PASSAGE FOR REVIEW ▸
<<<<

Resorptive Lesions are defects in the tooth, usually starting at the root surface and becoming visible when the crown is affected. These occur commonly in cats and may be hidden by overgrowth of gum tissue or tartar deposits.

Diagnosis of the extent of the defect can only be performed accurately during a dental examination under general anaesthesia and may require X-rays to assess the most appropriate treatment. As the cause of these lesions is as yet unknown, specific prevention is not possible, but it is thought that good oral hygiene and regular dental attention may help. Currently extraction is the only available treatment for advanced resorptive lesions.

Routine Homecare

Brushing your pet’s teeth is the best way of preventing dental disease. This must be introduced gradually and gently (ideally in puppies and kittens) and should be made as pleasant an experience as possible. We suggest you start by finding an enzymatic pet toothpaste with an appropriate flavour (poultry/malt and fish are the most common) and offer a small amount of the paste on your finger as a treat.

Then, gently apply the paste to the tooth and gum, giving praise and a reward. Start with one tooth initially then gradually start to work you way around the mouth-expect this this to take some time-especially in older pets. Once you are confident with applying the paste with a finger you can progress to a soft baby or pet toothbrush. Ideally tooth brushing should be performed daily.

In some animals tooth brushing will just not be possible. In these animals specialist dental biscuits (eg Royal Canin Dental or Hills t/d) and dental chews (eg Dentagen,Virbac Veggiedent or Greenies) and playing with textured dental  or rope toys may help with manual plaque control.
Where there is gingivitis or mild periodontal disease use of chlorhexidine water additives (eg Vetdent Aqua), gels (eg Petdent Gel) or mouth washes (eg Virbac Hexarinse) may help reduce bacterial load and improve gum health.


Trauma to teeth is also commonly encountered . Deep fractures to the teeth can cause exposure of the vital pulp cavity, causing pain, tooth discolouration and root infections which may necessitate extraction. In some cases of very fresh fractures, emergency referral to a dental specialist for root canal treatment may allow the tooth to be saved.

>>>>

REQUIRED ACTION ▸
Answer these questions from the text on pet dental care:
1. What is currently the only available treatment for advanced resorptive lesions?
2. How often should tooth brushing ideally be performed?
3. For very fresh tooth fractures, what treatment may emergency referral to a dental specialist provide?

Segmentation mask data
<<<<

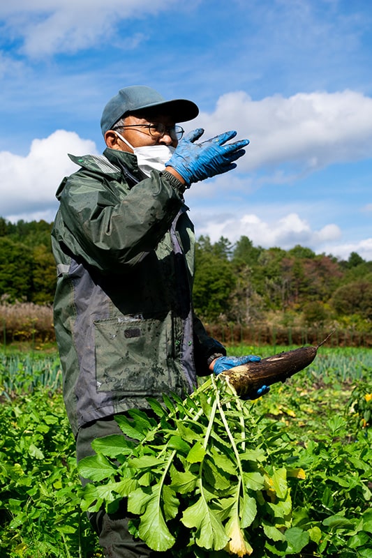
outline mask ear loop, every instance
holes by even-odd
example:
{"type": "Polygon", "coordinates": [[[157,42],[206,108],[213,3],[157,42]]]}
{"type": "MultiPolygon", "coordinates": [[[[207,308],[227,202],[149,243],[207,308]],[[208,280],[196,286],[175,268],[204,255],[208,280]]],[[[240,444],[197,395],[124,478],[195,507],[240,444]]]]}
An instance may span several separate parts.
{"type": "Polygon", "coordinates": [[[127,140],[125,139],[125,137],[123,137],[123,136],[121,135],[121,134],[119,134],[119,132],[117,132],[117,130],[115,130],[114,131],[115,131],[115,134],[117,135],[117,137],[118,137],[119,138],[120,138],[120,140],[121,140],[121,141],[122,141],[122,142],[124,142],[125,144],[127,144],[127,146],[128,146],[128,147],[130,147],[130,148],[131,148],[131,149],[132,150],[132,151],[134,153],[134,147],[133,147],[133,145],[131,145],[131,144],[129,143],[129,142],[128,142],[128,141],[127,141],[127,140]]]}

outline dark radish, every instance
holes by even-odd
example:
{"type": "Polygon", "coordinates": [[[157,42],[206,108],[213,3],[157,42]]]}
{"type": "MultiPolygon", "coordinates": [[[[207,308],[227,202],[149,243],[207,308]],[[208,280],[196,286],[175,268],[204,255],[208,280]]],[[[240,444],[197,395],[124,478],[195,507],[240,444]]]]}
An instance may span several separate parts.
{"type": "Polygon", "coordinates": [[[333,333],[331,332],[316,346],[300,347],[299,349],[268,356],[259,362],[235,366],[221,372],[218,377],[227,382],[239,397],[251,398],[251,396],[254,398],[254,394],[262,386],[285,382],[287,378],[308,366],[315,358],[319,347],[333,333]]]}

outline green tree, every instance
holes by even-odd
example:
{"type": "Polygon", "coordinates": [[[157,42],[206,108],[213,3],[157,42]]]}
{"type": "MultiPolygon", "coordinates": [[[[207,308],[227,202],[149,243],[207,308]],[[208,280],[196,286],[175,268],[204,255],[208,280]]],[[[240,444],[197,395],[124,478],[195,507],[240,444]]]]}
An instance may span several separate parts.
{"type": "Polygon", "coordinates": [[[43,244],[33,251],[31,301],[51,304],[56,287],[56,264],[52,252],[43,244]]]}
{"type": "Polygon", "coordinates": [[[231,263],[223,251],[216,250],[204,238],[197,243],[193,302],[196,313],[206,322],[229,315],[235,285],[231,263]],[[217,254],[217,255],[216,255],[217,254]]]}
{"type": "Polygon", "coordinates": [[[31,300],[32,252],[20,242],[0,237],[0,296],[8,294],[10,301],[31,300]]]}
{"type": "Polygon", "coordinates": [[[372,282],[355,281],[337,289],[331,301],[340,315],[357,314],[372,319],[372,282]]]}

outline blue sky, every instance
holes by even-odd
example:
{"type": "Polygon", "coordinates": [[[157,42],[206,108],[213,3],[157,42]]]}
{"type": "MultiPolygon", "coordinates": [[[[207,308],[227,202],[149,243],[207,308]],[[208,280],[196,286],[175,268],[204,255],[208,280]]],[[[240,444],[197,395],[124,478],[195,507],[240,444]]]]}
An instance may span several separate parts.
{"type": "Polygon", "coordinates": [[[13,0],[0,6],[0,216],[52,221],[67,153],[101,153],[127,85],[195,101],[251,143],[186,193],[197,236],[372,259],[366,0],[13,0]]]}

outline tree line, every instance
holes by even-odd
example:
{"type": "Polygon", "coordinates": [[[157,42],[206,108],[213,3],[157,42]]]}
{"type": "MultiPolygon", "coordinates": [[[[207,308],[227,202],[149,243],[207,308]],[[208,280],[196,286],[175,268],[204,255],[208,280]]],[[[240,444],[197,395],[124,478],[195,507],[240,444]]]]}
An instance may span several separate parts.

>>>>

EXPECTED ANSWER ▸
1. Extraction.
2. Daily.
3. Root canal treatment, which may allow the tooth to be saved.